> Exercise brief:
Answer these from the Sugar Kid review below:
1. Which company published the game?
2. On what device was the game reviewed?
3. What does the player draw on the screen to shield Sugar Kid?

> Page text:
Developer: A Crowd of Monsters
Publisher: BulkyPix
Price: $0.99
Version Reviewed: 1.0
Device Reviewed On: iPad

Graphics / Sound Rating: starstarstarstarblankstar
Game Controls Rating: starstarstarhalfstarblankstar
Gameplay Rating: starstarstarhalfstarblankstar
Replay Value Rating: starstarstarhalfstarblankstar

Overall Rating: starstarstarhalfstarblankstar

Sugar Kid has all the trappings of a game that would be wonderful. Would be, that is, were it not introduced into an App Store climate with well over 650,000 titles. As it stands, though, the shiny exterior belies a somewhat clunky, ultimately rote physics puzzler; a bitter reminder that standards have changed in mobile.

All is not well in Mr. Lemon’s world, where the adorable titular cube has usurped the throne. Conveniently, all he wants to do with it is stand helplessly at the bottom of a pit, leaving old (literal) sourface free to pour a deadly mixture of water, lemonade and fizzy drinks down from the heavens. As benevolent deity, it’s the player’s job to draw fragile lines of non-sentient sugar onto the screen to shield Sugar Kid from an untimely death.

Aesthetically, the game is a mixed bag. In its individual elements, there’s no lack of polish: the sewn-on patchwork menus and constantly changing papercraft backgrounds all exude a sense of hand craftsmanship. Rather, it’s that -- after a little while with the game -- it feels like Sugar Kid is in the midst of a perpetual identity crisis. From the aforementioned menus and backgrounds to the game’s jokingly macabre infusion of gory damage and death, each visual strand feels like an unfinished sentence; an underdeveloped homage that could have formed its own foundation for the game, instead of sharing screen time with other ideas from brainstorming.

> Recorded information:
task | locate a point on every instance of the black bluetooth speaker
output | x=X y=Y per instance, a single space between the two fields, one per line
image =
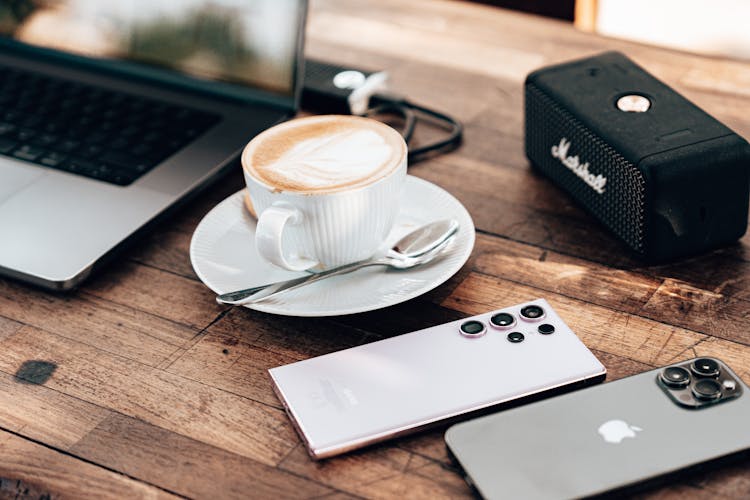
x=660 y=173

> Task answer:
1. BulkyPix
2. iPad
3. Fragile lines of non-sentient sugar